• Brief
Copy out every one of the following rows word for word, with no changes.

Excerpts of pointing data:
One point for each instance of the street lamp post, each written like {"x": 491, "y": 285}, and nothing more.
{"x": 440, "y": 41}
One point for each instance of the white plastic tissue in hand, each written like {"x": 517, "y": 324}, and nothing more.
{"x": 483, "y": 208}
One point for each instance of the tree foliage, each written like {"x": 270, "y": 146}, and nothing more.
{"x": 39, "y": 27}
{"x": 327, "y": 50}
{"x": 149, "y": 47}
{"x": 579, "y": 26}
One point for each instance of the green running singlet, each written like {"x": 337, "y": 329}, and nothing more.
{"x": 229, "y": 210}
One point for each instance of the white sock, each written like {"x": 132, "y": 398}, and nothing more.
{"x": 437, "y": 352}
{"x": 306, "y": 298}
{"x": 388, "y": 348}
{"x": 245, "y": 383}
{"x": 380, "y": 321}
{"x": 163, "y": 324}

• Task output
One point for each instance of the street lamp post, each written like {"x": 491, "y": 285}, and nothing more.
{"x": 440, "y": 41}
One point for each instance of the white plastic tissue in hand, each written like {"x": 517, "y": 324}, and nothing more.
{"x": 483, "y": 208}
One point for each instance of the tree foliage, each written like {"x": 270, "y": 146}, and nothing more.
{"x": 39, "y": 27}
{"x": 327, "y": 50}
{"x": 149, "y": 47}
{"x": 579, "y": 26}
One point for each instance of the green running singlet, each written like {"x": 337, "y": 329}, and nothing more.
{"x": 229, "y": 210}
One point for each instance of the white sock, each written like {"x": 132, "y": 398}, and nothing more.
{"x": 437, "y": 352}
{"x": 306, "y": 298}
{"x": 388, "y": 348}
{"x": 245, "y": 383}
{"x": 380, "y": 321}
{"x": 163, "y": 324}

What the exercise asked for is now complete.